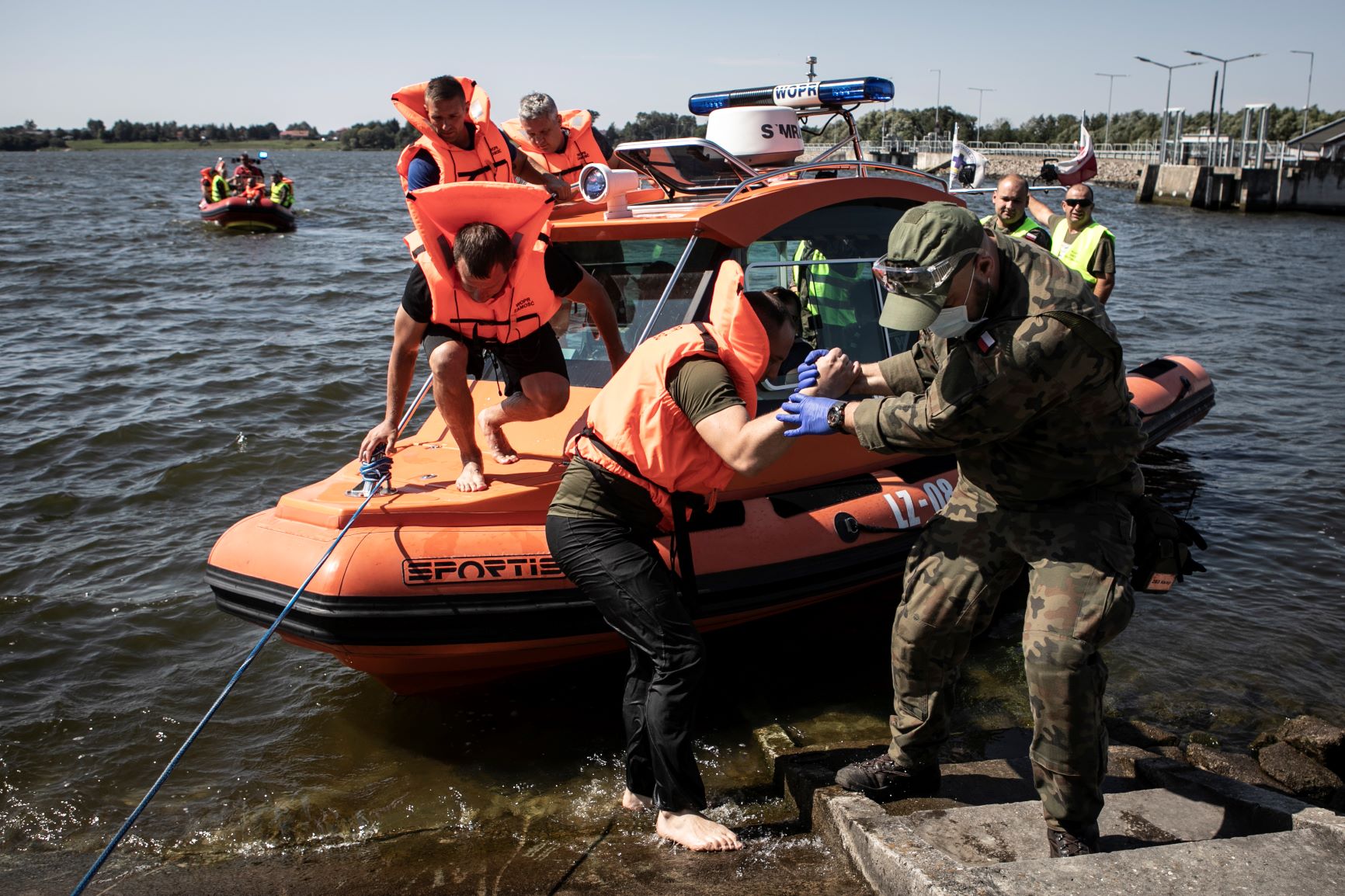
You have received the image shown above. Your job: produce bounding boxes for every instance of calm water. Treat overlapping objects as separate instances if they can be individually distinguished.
[0,152,1345,871]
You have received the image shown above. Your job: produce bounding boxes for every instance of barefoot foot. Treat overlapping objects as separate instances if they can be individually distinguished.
[654,810,742,852]
[476,410,518,464]
[454,460,485,491]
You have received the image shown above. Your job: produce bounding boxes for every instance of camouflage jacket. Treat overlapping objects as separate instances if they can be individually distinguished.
[854,233,1145,506]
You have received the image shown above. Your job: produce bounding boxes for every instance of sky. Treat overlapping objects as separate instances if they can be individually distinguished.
[0,0,1345,132]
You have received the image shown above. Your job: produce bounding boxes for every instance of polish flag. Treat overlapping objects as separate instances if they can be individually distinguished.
[1056,123,1097,187]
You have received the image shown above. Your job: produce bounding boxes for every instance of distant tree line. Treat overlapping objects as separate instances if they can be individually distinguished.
[0,105,1345,151]
[810,105,1345,144]
[0,118,318,151]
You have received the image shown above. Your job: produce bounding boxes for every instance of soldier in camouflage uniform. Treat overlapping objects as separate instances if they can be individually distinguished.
[780,203,1145,856]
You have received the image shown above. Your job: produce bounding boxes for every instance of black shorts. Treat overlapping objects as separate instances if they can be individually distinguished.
[421,323,570,395]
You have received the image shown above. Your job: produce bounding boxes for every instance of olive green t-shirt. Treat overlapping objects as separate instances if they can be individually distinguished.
[546,358,746,530]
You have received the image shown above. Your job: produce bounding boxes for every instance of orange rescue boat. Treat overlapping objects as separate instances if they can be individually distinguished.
[206,78,1215,693]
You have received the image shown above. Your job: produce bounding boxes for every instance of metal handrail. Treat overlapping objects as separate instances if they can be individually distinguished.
[715,158,948,206]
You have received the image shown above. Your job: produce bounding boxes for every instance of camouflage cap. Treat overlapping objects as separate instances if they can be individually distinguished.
[878,202,986,330]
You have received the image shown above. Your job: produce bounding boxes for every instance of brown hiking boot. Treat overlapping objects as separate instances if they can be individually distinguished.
[1046,828,1102,858]
[836,753,939,803]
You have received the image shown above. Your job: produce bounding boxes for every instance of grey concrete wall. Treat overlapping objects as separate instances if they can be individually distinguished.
[915,152,1145,187]
[1152,165,1209,207]
[1237,168,1279,211]
[1277,161,1345,214]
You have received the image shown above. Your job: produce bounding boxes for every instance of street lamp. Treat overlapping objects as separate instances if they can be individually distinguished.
[1290,50,1317,134]
[930,68,943,140]
[1187,50,1263,161]
[1093,71,1130,143]
[967,88,996,143]
[1135,57,1205,164]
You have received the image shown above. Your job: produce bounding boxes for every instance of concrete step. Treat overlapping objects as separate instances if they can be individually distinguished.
[816,791,1345,896]
[757,729,1345,896]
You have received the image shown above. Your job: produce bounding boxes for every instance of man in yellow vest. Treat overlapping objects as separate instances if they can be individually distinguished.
[1027,183,1117,304]
[500,93,612,184]
[393,75,570,202]
[270,168,294,209]
[981,175,1051,252]
[210,158,233,202]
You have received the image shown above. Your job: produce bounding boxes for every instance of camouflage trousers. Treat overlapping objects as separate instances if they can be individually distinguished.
[889,481,1134,834]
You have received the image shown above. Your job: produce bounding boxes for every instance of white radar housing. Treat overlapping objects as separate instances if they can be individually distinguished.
[579,161,640,218]
[705,106,803,167]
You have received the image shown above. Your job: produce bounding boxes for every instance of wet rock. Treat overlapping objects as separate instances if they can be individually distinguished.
[1277,716,1345,775]
[1187,744,1283,790]
[1187,731,1218,747]
[1256,741,1345,806]
[1107,718,1181,747]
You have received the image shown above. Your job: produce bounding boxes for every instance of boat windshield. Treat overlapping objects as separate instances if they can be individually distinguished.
[557,239,715,386]
[617,137,757,194]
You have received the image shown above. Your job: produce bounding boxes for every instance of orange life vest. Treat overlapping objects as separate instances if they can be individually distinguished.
[406,183,561,342]
[503,109,606,184]
[393,78,514,193]
[566,261,770,531]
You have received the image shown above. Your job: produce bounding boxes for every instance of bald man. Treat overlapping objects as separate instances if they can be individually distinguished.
[981,175,1051,252]
[1027,183,1117,304]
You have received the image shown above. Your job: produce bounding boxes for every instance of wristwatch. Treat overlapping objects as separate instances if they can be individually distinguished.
[827,401,850,432]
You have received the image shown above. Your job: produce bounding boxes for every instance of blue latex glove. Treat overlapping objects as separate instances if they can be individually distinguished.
[796,349,827,391]
[775,391,836,439]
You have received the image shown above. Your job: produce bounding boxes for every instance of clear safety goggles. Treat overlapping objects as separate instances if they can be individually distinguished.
[873,246,981,296]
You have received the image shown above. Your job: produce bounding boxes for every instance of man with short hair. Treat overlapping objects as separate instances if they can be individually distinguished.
[981,175,1051,252]
[270,168,294,209]
[1027,183,1117,304]
[359,183,627,491]
[780,202,1145,856]
[230,152,266,193]
[393,75,570,200]
[502,93,612,186]
[200,158,233,202]
[546,261,839,852]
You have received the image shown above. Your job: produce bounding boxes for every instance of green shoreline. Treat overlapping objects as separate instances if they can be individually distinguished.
[36,140,342,156]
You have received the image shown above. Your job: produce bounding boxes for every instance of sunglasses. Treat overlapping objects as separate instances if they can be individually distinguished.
[873,246,981,296]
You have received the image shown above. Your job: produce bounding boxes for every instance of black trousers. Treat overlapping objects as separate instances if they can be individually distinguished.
[546,508,705,811]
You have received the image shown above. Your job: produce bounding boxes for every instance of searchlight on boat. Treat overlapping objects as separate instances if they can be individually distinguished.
[686,78,896,116]
[579,161,640,219]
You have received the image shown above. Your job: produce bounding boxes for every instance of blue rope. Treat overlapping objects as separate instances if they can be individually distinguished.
[70,450,393,896]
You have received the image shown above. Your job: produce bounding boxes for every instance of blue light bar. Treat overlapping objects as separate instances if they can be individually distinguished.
[686,78,896,116]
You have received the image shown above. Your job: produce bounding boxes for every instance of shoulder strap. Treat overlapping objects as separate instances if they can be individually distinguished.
[1041,308,1121,362]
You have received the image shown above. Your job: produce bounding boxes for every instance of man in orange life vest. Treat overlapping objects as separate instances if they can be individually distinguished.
[546,261,839,850]
[502,93,612,184]
[359,183,627,491]
[393,75,570,202]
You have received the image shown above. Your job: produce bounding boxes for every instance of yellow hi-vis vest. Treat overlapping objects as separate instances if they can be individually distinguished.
[1051,219,1117,285]
[794,239,864,327]
[270,178,294,209]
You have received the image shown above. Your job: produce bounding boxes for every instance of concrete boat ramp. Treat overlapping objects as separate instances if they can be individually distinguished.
[756,727,1345,896]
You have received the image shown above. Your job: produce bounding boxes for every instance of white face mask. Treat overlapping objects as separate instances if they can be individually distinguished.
[926,265,985,339]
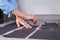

○ ○ ○ ○ ○ ○ ○

YOUR INSTRUCTIONS
Repeat everything in the material from the line containing "man in yellow" down to the line containing "[705,106,803,167]", both included, without changing anything.

ANSWER BELOW
You have received the image shown above. Your job: produce bounding boxes for every instance of man in yellow vest. Treat overlapping objects as separate instances if they can be individually distinguished.
[1027,183,1117,304]
[500,93,612,184]
[393,75,570,202]
[270,168,294,209]
[981,175,1051,252]
[210,158,233,202]
You have received the image shown above. Your job: produce bounding boxes for every instance of camouflage trousers. Treat overlapping objects as separate instances if they can be individually distinguished.
[889,481,1134,834]
You have received the image shown above. Your job: produce bounding boxes for every instance of white radar housing. Treat overlapping objects as separate instances if they can be individually distinguished.
[579,161,640,218]
[705,106,803,167]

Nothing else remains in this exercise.